• Description of the task
List all lines in the material below that contain "rocky".

• Input data

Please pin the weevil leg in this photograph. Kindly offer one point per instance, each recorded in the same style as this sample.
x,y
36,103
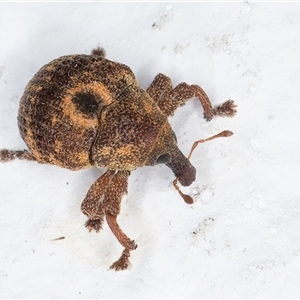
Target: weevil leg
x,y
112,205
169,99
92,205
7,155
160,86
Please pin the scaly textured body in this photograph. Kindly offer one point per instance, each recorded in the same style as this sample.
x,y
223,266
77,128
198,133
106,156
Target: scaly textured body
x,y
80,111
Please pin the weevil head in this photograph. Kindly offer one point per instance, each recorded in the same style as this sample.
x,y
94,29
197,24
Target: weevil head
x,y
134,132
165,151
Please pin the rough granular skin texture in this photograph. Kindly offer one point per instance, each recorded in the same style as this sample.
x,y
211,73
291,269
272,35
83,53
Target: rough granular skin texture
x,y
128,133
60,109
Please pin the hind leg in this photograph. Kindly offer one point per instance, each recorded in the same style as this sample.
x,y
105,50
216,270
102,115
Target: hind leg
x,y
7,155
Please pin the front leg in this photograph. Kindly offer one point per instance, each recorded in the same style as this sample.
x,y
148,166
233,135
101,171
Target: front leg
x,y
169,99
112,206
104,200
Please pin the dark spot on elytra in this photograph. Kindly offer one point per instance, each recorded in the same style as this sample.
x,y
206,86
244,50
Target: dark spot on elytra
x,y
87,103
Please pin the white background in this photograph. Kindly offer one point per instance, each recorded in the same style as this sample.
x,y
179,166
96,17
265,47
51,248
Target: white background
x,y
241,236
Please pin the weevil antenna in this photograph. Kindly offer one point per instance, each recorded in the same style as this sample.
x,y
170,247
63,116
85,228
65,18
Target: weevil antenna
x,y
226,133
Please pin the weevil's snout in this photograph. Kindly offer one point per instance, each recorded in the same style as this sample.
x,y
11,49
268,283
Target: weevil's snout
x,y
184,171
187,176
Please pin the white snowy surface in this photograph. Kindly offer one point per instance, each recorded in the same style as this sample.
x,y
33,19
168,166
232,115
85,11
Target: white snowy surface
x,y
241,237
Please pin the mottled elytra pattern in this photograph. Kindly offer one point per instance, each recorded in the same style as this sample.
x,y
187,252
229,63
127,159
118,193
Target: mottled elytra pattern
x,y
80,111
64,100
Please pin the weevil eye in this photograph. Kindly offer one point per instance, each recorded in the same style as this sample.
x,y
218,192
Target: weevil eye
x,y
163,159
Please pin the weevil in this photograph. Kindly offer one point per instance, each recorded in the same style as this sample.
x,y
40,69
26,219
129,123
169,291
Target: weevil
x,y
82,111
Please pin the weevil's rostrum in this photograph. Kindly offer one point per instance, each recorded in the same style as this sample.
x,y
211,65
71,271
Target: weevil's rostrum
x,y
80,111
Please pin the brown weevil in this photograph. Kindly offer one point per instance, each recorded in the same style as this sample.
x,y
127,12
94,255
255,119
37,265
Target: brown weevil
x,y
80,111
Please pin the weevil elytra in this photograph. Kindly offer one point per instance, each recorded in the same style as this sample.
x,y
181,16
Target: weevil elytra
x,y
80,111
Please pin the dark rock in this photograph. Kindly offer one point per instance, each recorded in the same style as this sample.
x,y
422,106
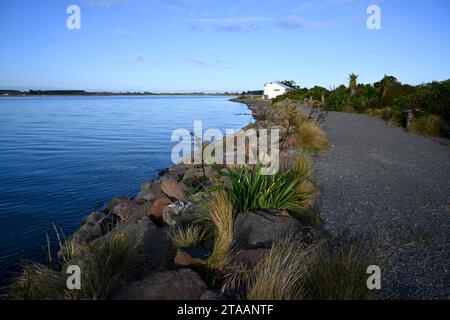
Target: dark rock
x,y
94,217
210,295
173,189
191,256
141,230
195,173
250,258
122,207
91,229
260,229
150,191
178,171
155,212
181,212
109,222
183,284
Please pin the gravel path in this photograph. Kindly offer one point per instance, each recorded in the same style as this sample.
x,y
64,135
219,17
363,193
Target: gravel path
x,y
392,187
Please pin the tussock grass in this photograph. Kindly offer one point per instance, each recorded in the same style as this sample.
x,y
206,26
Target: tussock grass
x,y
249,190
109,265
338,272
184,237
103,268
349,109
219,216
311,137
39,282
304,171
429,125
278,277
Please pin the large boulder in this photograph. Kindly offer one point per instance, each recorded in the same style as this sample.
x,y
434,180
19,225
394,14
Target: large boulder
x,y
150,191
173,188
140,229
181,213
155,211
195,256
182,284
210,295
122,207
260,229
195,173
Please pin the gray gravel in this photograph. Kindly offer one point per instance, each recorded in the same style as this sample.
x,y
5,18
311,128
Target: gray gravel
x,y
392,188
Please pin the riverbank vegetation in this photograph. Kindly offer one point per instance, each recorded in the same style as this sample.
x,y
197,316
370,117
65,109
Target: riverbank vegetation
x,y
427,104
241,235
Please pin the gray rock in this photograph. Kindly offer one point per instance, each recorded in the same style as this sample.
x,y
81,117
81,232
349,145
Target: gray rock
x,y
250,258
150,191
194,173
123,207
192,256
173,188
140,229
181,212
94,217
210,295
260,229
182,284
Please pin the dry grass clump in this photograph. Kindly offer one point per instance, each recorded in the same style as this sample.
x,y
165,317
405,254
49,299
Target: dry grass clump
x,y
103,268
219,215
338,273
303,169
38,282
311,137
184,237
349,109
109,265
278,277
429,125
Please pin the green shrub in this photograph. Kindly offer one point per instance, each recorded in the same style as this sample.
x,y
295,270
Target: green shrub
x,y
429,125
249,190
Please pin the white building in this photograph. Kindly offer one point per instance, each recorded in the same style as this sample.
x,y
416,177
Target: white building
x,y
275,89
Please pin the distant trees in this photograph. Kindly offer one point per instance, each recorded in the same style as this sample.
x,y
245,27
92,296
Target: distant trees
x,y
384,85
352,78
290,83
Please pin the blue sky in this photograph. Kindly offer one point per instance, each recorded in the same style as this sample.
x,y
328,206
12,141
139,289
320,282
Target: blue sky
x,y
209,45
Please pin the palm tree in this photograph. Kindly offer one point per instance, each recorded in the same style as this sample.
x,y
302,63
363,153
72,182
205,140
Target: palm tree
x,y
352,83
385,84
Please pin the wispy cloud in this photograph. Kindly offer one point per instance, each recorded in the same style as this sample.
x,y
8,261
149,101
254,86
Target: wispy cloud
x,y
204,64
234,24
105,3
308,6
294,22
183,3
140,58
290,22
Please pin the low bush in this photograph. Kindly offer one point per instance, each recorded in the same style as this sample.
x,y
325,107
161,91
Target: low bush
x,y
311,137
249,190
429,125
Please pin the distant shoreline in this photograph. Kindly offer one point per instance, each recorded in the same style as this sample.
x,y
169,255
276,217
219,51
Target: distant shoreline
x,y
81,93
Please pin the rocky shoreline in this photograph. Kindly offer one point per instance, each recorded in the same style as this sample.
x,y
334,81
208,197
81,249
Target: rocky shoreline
--
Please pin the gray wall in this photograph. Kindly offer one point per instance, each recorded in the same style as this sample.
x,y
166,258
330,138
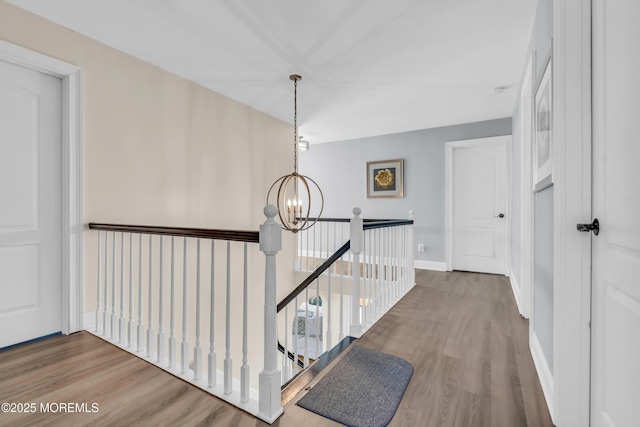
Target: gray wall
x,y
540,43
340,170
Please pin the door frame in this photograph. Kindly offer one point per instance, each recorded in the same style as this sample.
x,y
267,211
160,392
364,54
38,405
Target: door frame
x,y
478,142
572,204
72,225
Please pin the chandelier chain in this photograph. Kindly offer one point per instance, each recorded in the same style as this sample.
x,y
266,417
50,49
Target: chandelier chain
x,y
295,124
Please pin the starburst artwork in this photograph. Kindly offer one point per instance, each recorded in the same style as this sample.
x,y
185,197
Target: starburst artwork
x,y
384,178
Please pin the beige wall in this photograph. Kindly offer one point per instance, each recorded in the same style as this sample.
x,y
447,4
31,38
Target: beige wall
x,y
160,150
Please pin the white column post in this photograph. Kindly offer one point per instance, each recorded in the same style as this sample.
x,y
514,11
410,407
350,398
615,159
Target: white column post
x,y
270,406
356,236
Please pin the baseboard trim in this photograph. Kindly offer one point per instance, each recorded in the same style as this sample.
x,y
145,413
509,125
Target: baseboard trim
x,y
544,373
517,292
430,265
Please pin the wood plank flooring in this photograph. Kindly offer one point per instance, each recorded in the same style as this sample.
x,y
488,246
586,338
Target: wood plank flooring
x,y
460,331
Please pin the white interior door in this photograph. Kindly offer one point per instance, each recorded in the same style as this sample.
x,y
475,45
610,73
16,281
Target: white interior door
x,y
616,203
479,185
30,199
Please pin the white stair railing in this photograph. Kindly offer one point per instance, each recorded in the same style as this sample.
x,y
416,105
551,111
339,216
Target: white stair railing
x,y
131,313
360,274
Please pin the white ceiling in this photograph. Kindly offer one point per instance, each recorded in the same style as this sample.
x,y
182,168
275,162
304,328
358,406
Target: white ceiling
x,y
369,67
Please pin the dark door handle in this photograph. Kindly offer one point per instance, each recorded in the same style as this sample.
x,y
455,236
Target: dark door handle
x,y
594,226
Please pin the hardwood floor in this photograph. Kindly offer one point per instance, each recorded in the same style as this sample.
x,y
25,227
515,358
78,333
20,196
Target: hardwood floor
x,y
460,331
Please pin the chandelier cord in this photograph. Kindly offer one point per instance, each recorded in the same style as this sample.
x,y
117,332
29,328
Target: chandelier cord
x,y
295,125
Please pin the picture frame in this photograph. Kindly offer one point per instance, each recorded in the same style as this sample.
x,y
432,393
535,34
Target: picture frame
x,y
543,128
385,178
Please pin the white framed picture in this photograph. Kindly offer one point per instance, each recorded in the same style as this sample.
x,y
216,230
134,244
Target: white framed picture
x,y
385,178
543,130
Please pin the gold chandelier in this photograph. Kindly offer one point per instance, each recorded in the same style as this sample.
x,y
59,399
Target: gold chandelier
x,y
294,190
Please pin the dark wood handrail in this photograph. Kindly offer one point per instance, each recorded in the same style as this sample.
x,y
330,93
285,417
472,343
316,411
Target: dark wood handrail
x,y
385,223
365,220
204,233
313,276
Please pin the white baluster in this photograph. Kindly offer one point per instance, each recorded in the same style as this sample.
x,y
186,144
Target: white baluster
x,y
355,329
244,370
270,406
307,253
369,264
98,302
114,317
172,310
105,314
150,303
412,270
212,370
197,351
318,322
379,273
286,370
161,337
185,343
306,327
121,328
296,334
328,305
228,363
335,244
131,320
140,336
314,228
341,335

• Solution to this problem
Please pin the rocky shoreline in this photograph. Kindly offer one point per instance, each recorded in the same style as this sample.
Target: rocky shoreline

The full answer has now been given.